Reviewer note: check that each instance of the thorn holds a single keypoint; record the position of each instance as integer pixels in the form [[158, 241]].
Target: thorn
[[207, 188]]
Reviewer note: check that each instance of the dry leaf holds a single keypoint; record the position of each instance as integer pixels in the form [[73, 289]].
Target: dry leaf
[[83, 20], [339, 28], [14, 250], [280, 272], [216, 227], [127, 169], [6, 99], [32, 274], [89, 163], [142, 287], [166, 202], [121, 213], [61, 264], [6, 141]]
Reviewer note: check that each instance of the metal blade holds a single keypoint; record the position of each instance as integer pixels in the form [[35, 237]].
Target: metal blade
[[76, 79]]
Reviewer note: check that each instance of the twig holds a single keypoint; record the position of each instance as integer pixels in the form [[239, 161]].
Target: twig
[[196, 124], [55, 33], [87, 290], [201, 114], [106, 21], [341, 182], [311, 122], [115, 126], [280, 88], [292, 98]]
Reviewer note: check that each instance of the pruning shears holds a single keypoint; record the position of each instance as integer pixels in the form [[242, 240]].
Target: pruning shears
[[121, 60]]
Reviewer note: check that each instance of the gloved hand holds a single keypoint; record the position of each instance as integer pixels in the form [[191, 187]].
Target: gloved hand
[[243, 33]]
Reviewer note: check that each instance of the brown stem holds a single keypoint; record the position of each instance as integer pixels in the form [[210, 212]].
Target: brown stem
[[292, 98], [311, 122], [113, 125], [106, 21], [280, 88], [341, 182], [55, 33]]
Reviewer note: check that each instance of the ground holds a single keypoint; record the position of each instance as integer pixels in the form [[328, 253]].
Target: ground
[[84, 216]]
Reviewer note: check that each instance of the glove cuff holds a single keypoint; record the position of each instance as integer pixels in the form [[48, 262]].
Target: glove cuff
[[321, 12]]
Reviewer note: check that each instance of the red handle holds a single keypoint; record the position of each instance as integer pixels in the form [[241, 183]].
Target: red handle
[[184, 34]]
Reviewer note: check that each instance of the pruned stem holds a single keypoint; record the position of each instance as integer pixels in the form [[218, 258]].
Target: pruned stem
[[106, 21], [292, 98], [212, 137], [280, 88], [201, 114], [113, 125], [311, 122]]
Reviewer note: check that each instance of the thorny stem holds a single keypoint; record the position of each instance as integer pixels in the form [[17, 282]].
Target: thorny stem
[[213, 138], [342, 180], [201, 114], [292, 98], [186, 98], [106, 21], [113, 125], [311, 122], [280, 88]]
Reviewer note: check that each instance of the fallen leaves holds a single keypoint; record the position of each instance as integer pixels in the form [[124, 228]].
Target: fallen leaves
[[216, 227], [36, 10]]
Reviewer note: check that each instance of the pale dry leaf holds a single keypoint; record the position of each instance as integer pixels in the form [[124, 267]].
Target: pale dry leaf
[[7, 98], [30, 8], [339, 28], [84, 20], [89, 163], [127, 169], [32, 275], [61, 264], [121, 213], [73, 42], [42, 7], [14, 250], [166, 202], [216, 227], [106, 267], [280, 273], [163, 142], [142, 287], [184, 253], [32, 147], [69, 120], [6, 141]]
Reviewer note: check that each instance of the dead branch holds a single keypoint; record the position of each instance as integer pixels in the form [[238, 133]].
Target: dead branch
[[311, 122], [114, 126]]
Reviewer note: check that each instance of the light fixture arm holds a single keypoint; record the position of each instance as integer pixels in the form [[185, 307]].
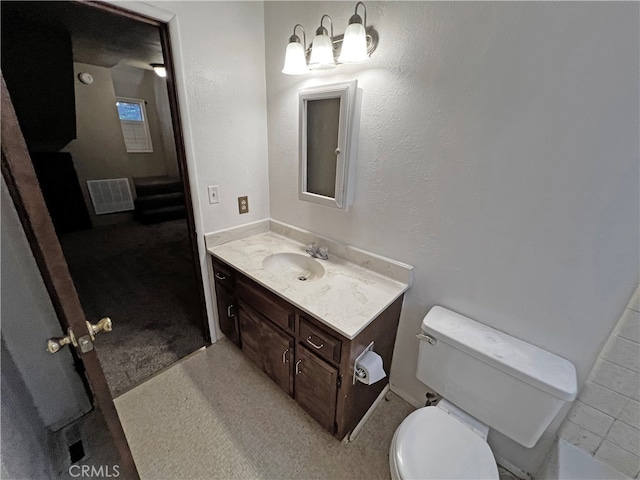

→ **Given instruction**: List every line above that contains the string "leaf", where uppercase and lowercase count as different.

→ **Response**:
Reviewer note: check that each instance of the dry leaf holds a single keypoint; record the position of each instance as integer pixels in the form [[73, 289]].
Target: dry leaf
Reviewer note: check that each instance of the pale dry leaf holds a single keypoint; record the position of each instance as integer pixels in the form [[124, 267]].
Target: pale dry leaf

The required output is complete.